- [RECORDS]:

►

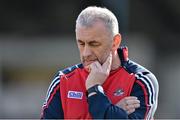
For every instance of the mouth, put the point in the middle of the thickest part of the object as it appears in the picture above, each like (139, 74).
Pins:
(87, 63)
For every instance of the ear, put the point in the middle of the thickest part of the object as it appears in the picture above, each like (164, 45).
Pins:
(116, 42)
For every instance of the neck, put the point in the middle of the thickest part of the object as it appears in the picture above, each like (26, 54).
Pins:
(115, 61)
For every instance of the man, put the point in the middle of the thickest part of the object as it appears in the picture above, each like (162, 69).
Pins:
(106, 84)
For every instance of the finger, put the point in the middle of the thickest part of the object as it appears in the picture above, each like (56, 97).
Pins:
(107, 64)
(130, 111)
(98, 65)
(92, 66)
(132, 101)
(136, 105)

◄
►

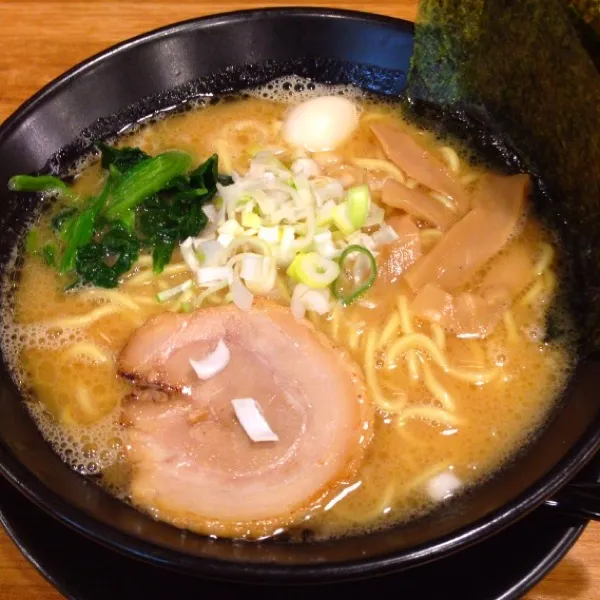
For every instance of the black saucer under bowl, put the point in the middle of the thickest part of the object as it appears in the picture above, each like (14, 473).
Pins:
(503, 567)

◄

Every line that holds the word "like" should be copied from the listing.

- [EXERCISE ANSWER]:
For every instance of the mouth, put the point in the middle of the thickest part of the object as it appears in the picture above, each like (139, 74).
For every instance of the ear, put the point in the middle of the thickest part of the object as it appears in the picture above, each like (164, 45).
For every instance of the neck, put the point in the middle of the thickest part of the object as it appears in the picture above, each like (26, 54).
For every instance of the man, put the point in the middle of the thickest part of the object as it appears in the picture above, each like (162, 69).
For every instance of the finger, put the point in the middle of the thickest part of the object as it appears in the picture above, each like (56, 97).
For every instance of the black saucer under bowl, put the point in the middle of the thickest part of the object as it appears in the picture above, each like (14, 473).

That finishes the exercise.